>>>

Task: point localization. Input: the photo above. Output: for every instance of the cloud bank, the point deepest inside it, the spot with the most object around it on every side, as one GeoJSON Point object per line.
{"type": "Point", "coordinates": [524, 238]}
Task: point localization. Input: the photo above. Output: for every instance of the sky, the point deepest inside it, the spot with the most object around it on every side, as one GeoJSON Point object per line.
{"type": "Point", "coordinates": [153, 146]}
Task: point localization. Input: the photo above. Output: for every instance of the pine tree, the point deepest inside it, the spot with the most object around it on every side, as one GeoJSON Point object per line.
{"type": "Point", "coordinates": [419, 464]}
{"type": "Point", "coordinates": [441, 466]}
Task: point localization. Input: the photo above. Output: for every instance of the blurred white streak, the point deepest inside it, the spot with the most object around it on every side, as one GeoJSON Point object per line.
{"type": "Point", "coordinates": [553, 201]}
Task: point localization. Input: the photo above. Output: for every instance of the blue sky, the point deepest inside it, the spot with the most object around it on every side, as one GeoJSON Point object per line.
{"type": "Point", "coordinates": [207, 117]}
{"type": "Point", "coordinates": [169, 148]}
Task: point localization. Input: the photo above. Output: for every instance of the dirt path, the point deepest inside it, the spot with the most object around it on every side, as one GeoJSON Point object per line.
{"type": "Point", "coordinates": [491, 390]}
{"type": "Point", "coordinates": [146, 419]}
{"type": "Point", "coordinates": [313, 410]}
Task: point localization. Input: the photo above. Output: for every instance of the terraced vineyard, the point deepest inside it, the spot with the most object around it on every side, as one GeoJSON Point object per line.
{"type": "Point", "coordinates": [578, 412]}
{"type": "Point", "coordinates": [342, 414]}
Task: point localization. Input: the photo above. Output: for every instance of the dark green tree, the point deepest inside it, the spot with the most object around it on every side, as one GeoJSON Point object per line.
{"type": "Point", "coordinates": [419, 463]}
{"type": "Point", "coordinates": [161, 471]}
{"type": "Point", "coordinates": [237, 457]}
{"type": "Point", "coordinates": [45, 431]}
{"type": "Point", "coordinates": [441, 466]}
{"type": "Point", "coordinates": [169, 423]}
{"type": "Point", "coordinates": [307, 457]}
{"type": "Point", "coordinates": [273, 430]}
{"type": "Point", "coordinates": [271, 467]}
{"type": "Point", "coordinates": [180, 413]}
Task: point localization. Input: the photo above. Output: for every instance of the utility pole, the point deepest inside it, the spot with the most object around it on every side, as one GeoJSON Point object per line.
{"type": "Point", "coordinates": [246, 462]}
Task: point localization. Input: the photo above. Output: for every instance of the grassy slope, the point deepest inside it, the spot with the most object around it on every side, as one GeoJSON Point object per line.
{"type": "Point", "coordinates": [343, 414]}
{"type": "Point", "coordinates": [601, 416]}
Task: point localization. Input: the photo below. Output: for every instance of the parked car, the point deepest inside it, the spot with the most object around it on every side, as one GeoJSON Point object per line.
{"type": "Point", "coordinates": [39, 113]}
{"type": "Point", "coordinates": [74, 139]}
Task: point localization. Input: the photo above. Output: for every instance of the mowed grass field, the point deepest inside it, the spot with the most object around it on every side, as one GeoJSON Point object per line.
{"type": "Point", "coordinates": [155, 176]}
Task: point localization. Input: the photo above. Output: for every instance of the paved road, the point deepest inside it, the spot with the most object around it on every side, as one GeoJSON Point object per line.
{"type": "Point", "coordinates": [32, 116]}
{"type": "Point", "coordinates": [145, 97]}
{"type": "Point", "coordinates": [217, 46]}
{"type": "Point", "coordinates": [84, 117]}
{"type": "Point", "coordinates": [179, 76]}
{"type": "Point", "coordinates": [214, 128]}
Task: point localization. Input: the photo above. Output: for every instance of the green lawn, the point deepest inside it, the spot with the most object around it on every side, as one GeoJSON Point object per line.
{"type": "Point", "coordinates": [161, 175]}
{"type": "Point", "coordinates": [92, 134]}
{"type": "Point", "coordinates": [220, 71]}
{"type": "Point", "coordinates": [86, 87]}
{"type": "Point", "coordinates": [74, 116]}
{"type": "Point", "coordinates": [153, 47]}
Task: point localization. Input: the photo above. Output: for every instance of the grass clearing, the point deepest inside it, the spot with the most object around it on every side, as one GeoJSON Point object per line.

<<<

### WORK INSTRUCTIONS
Transcribe the entries above, every line exactly as it reads.

### ANSWER SECTION
Task: point localization. Input: the photo above. Output: for every instance of the cloud bank, the point deepest inside it, the spot with the most object around it on every side, as one GeoJSON Point object per line.
{"type": "Point", "coordinates": [524, 238]}
Task: point localization. Input: the photo above. Output: for every instance of the sky, the point deepest inside it, the spot with the most object around it on every side, as one GeoJSON Point object per line.
{"type": "Point", "coordinates": [153, 146]}
Task: point localization. Input: the photo above. Output: for every instance of the pine tree, the point deepest inside it, the spot with the most object around it on every side, as one GeoJSON Point object per line.
{"type": "Point", "coordinates": [419, 464]}
{"type": "Point", "coordinates": [441, 466]}
Task: point localization. Input: the photo above. Output: for every instance of the blurred white streak, the point deepest inside it, the spot with the most object around it on every side, as one GeoJSON Point object per line.
{"type": "Point", "coordinates": [553, 201]}
Task: point localization. Input: the photo above. Output: for every instance of the blue sky, the point deepest inside it, the spot with the most object around it on every side, as one GeoJSON Point object per line.
{"type": "Point", "coordinates": [207, 117]}
{"type": "Point", "coordinates": [169, 148]}
Task: point localization. Input: the photo above. Output: for every instance of the dirt path, the point deepest inside it, the spot with the most object around it on every side, as one GeoJSON Point object per line.
{"type": "Point", "coordinates": [491, 390]}
{"type": "Point", "coordinates": [146, 419]}
{"type": "Point", "coordinates": [313, 410]}
Task: point localization. Input: the photo above. Output: for every instance of the terraced vineyard, the point deepest inside it, the spot with the most object around it on every side, as one GeoJSON Point object per line.
{"type": "Point", "coordinates": [578, 412]}
{"type": "Point", "coordinates": [342, 414]}
Task: point localization. Input: the photo above. Output: for every instance of the dark green tree, the point deepest inside it, the spot with the most object around it on every side, as one GeoJSON Point object per line.
{"type": "Point", "coordinates": [419, 463]}
{"type": "Point", "coordinates": [161, 471]}
{"type": "Point", "coordinates": [237, 457]}
{"type": "Point", "coordinates": [45, 431]}
{"type": "Point", "coordinates": [441, 466]}
{"type": "Point", "coordinates": [169, 423]}
{"type": "Point", "coordinates": [307, 457]}
{"type": "Point", "coordinates": [273, 430]}
{"type": "Point", "coordinates": [271, 467]}
{"type": "Point", "coordinates": [180, 413]}
Task: point localization. Input: the photo above. Output: for every instance of the utility pole, the point deepest inside it, the spot with the most object around it on every side, as one GeoJSON Point object per line.
{"type": "Point", "coordinates": [246, 462]}
Task: point localization. Input: the photo above. Output: for every instance of the grassy slope, the point deepest inside it, the spot with the most object around it on every side, as one GeoJSON Point object per line.
{"type": "Point", "coordinates": [343, 414]}
{"type": "Point", "coordinates": [601, 416]}
Task: point localization. Input: the photo below. Output: for every instance of the parked car, the point deepest inside it, the spot with the most object around it on every side, as one GeoJSON Point object per line.
{"type": "Point", "coordinates": [39, 113]}
{"type": "Point", "coordinates": [74, 139]}
Task: point localization. Input: the photo above. Output: for every instance of the mowed grass field, the point deepest inside it, the spot with the most object around it on every side, as one GeoJSON Point object per line.
{"type": "Point", "coordinates": [155, 176]}
Task: point localization. Input: the photo above. Output: for every instance of the paved road, the point deepest inside it, the spot with the most object around it on every side, as one GeoJSON Point object per line.
{"type": "Point", "coordinates": [32, 116]}
{"type": "Point", "coordinates": [145, 97]}
{"type": "Point", "coordinates": [217, 46]}
{"type": "Point", "coordinates": [84, 117]}
{"type": "Point", "coordinates": [179, 76]}
{"type": "Point", "coordinates": [214, 128]}
Task: point localization. Input: the photo above. Output: for every instance of the green lawn, the point deepest inside it, the spot with the most object around it on every side, as one GeoJSON Point object per line.
{"type": "Point", "coordinates": [161, 175]}
{"type": "Point", "coordinates": [92, 134]}
{"type": "Point", "coordinates": [220, 71]}
{"type": "Point", "coordinates": [86, 87]}
{"type": "Point", "coordinates": [74, 116]}
{"type": "Point", "coordinates": [153, 47]}
Task: point localization. Input: the photo above. Output: for every instance of the grass clearing, the point deepest inside it, the spot with the most object around it on every side, as one GeoJSON Point object per line.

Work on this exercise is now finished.